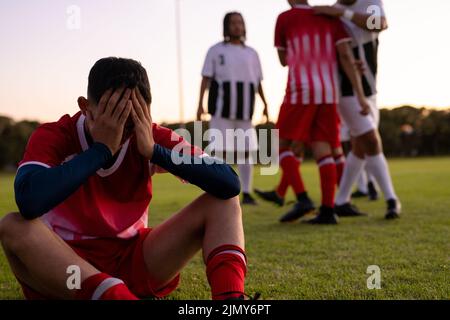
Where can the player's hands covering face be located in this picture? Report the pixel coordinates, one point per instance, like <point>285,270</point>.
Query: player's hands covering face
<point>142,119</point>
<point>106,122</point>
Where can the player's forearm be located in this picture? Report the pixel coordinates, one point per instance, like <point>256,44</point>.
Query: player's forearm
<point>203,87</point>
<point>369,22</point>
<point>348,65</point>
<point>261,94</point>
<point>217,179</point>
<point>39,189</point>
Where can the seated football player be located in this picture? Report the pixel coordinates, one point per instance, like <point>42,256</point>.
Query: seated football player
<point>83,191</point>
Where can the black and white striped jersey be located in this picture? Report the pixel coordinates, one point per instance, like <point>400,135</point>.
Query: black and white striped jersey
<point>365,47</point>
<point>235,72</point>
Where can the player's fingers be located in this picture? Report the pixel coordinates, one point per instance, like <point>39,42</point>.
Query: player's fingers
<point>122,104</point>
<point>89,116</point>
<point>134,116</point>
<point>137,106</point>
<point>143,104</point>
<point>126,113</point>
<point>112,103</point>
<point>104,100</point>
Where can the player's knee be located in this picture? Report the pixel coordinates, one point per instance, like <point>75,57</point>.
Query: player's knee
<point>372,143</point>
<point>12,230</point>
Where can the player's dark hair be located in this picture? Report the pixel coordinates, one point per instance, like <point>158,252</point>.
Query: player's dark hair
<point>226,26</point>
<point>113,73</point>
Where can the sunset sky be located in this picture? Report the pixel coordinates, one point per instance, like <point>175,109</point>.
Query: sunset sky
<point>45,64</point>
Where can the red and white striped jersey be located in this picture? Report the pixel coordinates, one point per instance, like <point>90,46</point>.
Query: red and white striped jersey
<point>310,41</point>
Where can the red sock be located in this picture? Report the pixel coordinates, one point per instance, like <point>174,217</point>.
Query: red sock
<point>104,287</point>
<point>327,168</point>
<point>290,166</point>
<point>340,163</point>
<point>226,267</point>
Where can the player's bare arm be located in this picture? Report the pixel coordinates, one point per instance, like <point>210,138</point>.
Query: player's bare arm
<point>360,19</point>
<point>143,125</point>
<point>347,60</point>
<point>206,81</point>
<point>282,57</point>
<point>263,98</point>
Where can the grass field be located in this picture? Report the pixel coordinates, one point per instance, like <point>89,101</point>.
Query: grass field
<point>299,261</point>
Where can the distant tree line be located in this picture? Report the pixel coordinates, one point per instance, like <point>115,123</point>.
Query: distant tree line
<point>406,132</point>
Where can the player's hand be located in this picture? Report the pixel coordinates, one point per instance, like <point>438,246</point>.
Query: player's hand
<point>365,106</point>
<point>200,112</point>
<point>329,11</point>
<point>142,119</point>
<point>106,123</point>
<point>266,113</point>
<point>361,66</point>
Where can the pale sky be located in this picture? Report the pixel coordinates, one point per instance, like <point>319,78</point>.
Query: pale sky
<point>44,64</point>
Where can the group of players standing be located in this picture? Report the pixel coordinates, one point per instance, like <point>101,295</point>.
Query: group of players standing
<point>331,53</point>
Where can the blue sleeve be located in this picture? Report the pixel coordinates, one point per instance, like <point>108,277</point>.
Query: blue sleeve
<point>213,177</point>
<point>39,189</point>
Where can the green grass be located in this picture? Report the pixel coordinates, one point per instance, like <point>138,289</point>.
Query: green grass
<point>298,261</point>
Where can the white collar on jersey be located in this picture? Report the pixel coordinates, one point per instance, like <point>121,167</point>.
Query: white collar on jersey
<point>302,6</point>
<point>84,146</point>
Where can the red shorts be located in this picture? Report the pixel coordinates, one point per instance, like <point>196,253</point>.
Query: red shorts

******

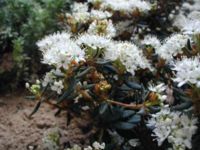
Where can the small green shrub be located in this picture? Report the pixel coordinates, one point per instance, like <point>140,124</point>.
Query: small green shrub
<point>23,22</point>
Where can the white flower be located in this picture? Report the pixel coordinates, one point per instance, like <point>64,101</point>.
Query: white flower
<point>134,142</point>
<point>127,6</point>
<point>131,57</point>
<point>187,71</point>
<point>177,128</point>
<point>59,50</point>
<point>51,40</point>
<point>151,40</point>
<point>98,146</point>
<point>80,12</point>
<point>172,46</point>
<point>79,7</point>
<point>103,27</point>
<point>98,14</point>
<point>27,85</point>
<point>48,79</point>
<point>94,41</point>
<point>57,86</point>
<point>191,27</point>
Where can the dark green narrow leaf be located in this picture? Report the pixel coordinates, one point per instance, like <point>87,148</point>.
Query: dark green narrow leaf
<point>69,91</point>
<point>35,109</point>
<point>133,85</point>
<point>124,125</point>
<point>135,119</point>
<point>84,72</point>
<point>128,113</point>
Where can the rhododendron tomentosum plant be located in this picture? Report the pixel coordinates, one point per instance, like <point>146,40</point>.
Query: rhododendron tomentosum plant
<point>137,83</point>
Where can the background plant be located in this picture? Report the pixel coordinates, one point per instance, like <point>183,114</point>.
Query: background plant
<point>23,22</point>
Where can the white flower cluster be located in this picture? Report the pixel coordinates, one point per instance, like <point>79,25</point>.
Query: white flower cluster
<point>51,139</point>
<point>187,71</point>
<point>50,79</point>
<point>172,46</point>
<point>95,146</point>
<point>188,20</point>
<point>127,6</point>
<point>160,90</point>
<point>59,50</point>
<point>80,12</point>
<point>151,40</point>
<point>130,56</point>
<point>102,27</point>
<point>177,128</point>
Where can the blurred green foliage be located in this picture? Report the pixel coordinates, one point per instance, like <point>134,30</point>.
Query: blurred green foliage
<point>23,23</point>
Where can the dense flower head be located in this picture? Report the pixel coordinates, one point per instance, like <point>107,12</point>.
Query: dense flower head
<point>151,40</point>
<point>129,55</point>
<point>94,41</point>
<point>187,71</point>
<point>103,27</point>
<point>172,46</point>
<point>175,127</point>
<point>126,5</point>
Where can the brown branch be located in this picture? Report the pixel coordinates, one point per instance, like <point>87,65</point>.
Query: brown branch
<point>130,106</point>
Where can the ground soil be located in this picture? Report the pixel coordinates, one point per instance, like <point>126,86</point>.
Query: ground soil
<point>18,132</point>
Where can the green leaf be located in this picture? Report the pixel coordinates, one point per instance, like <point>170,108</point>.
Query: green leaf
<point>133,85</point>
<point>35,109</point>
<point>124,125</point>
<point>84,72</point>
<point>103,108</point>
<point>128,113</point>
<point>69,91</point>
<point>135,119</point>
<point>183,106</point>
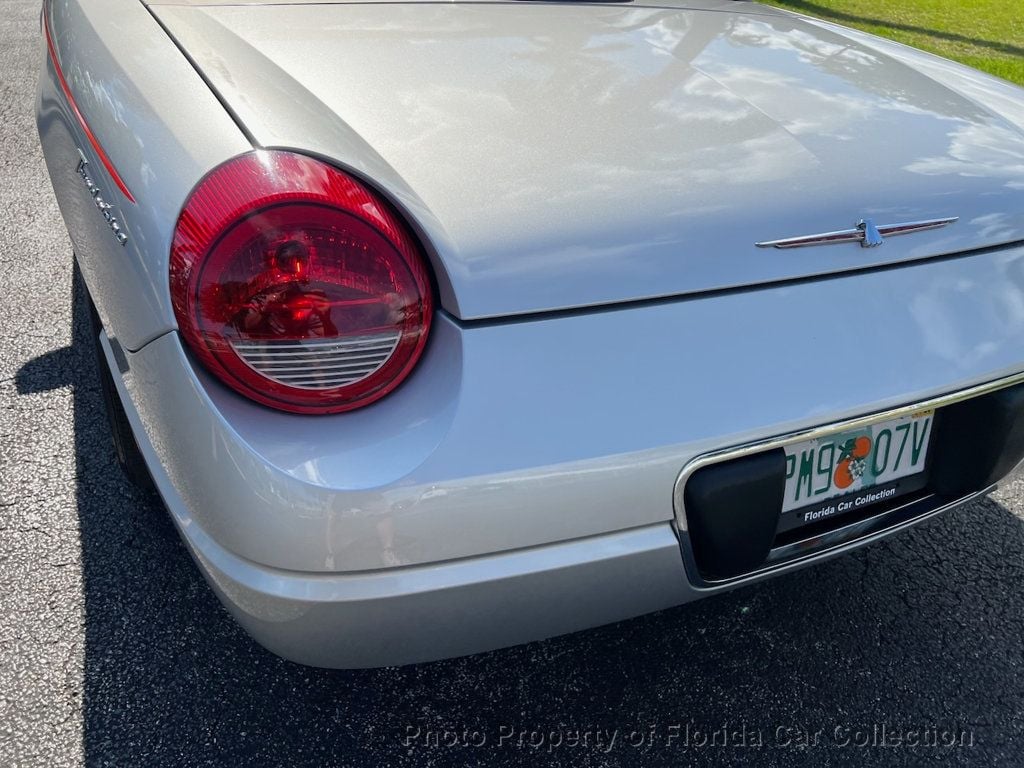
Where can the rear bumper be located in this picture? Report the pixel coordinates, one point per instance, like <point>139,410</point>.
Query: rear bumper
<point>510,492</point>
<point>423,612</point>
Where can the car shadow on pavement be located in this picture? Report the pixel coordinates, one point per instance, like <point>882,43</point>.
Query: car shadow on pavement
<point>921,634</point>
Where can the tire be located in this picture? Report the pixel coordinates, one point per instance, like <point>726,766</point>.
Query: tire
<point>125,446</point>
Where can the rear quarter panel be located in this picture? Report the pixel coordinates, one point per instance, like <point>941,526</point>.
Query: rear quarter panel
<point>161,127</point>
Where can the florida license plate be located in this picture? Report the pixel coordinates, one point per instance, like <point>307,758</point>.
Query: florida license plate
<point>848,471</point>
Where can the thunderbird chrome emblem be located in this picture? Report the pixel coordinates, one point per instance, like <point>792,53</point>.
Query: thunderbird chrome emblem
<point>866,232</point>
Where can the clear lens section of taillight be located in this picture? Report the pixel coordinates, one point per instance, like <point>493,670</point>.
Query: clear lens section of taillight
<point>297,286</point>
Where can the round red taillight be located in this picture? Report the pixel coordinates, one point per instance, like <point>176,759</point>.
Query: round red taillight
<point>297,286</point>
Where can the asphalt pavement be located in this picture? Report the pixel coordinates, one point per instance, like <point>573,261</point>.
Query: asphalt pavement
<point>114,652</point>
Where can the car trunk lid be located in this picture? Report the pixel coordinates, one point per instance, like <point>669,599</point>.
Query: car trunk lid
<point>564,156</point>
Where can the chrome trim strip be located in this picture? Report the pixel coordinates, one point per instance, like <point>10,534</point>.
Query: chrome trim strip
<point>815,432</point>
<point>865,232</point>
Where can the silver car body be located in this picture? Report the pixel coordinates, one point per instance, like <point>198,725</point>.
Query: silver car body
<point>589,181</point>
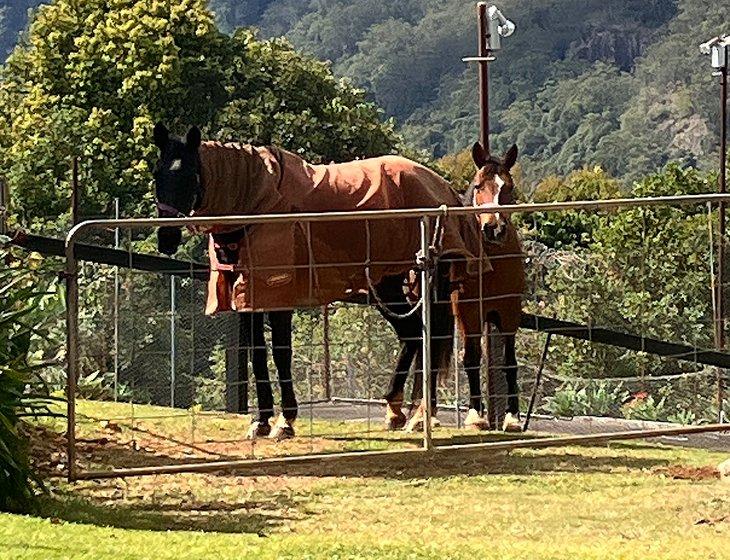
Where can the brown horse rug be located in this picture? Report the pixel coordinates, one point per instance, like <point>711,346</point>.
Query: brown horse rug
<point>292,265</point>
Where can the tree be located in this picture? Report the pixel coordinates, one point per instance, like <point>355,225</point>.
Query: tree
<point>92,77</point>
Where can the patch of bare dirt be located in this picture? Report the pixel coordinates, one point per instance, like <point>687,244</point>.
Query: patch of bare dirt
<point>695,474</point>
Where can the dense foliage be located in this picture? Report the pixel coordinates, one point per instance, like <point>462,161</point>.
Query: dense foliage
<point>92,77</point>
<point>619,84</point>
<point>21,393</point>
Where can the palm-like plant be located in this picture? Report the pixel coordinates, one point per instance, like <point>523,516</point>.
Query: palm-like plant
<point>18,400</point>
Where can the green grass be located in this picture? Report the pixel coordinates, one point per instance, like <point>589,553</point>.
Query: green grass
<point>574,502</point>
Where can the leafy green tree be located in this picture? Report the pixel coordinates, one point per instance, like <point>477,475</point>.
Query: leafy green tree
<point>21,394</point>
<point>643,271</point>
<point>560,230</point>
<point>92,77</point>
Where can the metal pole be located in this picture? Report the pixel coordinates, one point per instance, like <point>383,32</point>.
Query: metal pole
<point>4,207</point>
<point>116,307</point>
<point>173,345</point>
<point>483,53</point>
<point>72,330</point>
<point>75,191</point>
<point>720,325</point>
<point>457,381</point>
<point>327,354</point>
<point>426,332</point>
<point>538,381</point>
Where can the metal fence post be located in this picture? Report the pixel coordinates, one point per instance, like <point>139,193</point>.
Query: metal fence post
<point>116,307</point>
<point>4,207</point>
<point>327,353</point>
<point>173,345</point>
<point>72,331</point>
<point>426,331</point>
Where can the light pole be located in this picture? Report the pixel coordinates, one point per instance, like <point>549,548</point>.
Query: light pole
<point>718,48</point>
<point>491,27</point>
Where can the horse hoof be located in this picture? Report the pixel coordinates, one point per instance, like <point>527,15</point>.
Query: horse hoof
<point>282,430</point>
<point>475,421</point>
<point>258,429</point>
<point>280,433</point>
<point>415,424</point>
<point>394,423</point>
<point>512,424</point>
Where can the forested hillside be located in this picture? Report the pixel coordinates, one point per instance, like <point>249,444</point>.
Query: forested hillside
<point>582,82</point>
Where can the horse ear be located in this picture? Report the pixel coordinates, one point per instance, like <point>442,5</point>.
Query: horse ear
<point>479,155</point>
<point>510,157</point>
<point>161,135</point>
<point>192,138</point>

******

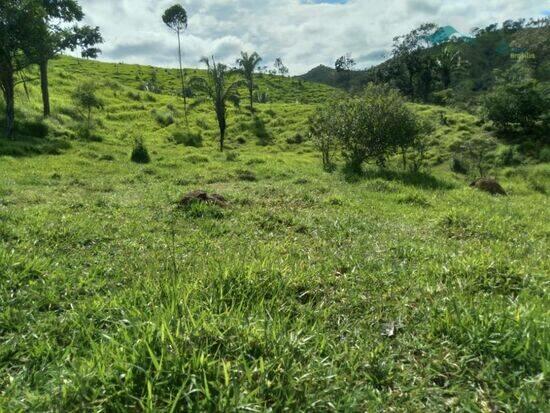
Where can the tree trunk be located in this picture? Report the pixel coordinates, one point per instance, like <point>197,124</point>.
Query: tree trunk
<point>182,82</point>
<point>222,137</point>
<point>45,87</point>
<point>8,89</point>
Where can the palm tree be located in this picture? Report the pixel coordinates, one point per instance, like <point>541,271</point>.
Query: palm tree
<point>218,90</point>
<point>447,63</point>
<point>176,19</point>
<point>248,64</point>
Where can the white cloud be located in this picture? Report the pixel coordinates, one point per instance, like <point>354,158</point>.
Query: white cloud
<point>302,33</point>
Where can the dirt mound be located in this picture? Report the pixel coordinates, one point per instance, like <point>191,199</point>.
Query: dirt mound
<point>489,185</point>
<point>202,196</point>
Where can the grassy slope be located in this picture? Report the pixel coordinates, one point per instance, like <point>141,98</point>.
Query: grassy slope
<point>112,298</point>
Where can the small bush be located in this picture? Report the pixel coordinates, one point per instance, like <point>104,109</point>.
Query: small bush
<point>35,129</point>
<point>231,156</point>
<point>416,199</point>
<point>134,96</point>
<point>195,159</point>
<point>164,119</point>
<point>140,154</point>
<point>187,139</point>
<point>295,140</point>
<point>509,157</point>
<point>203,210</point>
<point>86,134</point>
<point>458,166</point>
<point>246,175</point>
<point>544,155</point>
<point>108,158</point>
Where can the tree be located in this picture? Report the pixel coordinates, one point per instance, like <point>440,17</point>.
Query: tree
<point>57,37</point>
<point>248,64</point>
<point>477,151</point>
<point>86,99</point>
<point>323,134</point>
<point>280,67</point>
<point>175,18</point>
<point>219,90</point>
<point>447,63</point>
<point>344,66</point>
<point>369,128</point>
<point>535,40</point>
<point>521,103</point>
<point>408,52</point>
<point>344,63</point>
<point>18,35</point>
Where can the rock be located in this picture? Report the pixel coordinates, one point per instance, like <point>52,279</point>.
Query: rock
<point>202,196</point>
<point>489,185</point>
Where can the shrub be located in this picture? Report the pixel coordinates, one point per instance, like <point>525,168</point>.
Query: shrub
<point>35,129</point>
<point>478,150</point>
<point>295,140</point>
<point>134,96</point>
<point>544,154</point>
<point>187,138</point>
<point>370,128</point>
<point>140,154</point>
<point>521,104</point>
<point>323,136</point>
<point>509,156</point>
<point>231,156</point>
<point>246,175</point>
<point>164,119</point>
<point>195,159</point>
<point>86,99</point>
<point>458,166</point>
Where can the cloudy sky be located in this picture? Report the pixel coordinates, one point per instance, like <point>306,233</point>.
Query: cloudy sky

******

#### 과제
"Where can the player's hands"이 들어 있는 줄에서 시작해 "<point>106,122</point>"가 들어 있는 줄에서 끝나는 부분만 "player's"를 "athlete's"로 고쳐 다시 적으세요. 나머지는 그대로 두세요.

#### 답변
Where can the athlete's hands covering face be located in this picture? Report the pixel coordinates, one point per instance, like <point>285,270</point>.
Query: athlete's hands covering face
<point>142,119</point>
<point>106,122</point>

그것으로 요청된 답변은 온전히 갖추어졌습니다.